> **MATERIAL SUPPLIED**:
-- -- --

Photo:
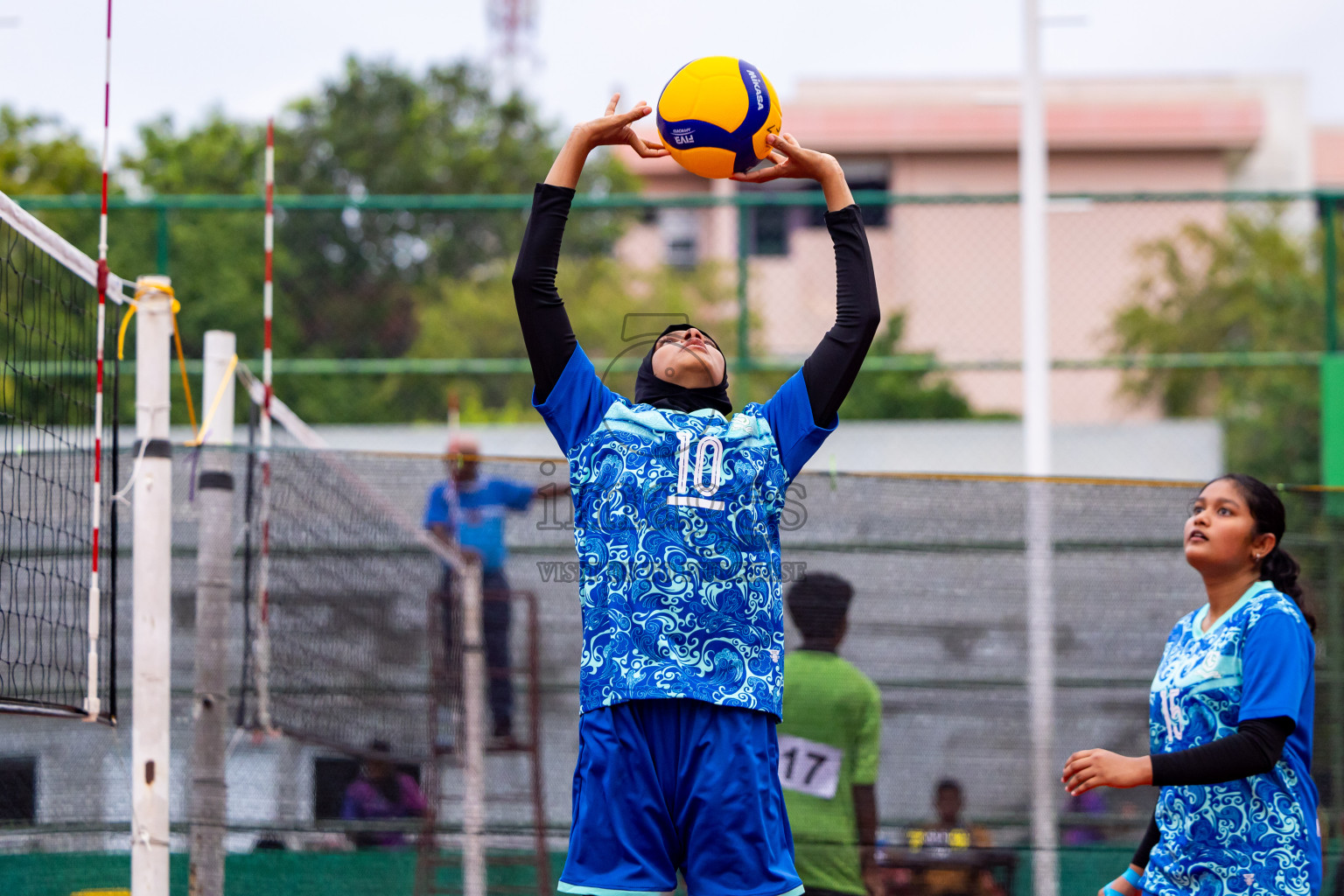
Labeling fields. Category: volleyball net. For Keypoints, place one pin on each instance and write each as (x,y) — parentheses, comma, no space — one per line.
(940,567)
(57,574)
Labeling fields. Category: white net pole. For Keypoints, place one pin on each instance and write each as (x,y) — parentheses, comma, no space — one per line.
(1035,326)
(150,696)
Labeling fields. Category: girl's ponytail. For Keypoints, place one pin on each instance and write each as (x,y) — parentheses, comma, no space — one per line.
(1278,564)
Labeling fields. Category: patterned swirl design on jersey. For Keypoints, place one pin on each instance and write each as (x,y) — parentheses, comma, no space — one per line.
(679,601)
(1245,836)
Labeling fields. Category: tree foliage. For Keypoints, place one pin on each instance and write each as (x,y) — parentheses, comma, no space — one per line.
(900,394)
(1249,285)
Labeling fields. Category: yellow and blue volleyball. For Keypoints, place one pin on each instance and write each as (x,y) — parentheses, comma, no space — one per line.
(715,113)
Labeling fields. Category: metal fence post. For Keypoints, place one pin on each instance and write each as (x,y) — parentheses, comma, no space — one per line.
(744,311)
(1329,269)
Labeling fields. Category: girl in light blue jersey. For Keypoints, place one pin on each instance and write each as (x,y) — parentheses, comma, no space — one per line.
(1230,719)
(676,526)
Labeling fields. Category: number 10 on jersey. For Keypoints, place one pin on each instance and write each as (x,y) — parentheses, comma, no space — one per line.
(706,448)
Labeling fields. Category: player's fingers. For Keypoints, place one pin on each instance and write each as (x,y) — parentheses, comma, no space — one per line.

-- -- --

> **SHORT EXERCISE**:
Arrange all of the material above as a numbered list, dropping any blank lines and leaving the pictures out.

> **EXERCISE SOLUTION**:
1. Photo:
2. Labeling fields. Category: volleyball net. For Keypoints, place one pin on each instance and write each as (x,y) — parentheses, comma, no space — one per line.
3. (940,567)
4. (57,574)
5. Labeling fields. Category: white net pole. For Keypoints, place one pin on each instance and write each as (x,y) — parentheses, comma, no space — one per line.
6. (1035,326)
7. (150,696)
8. Labeling fields. Category: girl's ponytail. For Keypoints, place one pin on each instance and write each as (x,y) — parentheses, comma, no space — one per line.
9. (1278,564)
10. Labeling fields. Category: patterned swirl design on jersey. For Keypoints, place one pin on each instance and write each as (x,y) — parentheses, comma, no space — one per line.
11. (679,601)
12. (1245,836)
13. Labeling fields. Category: tree foliage. For Keypoints, place one pin on each instance and write each as (x,y) — parentheses, comma, no space — one per line.
14. (900,394)
15. (1249,285)
16. Labeling fields. Category: yellow and blue volleyball. For Keypoints, place one pin on each instance and write each as (x,y) — parentheses, comma, no space — one per line.
17. (715,113)
18. Labeling fields. Category: metal fence post. For Keypoints, place one pin on each instance and write each as (x,y) — parentheses, comma, no space — one per line.
19. (744,311)
20. (1329,269)
21. Labeling fields. Category: girl in light blue jersey. For Keypoints, place one pin on each instance and write each as (x,y) — parentheses, comma, no space — one per line.
22. (1230,719)
23. (676,526)
24. Labeling fields. Category: number 10 on jersey. For Keypoints, place one pin on each instance and write each as (x,y) — parentheses, comma, no space — one per line.
25. (706,448)
26. Labeling fields. Category: player's fingers. For Keypoints, place one pin on each instance and write each as (x,y) — parentheses, comma, no space — one per line.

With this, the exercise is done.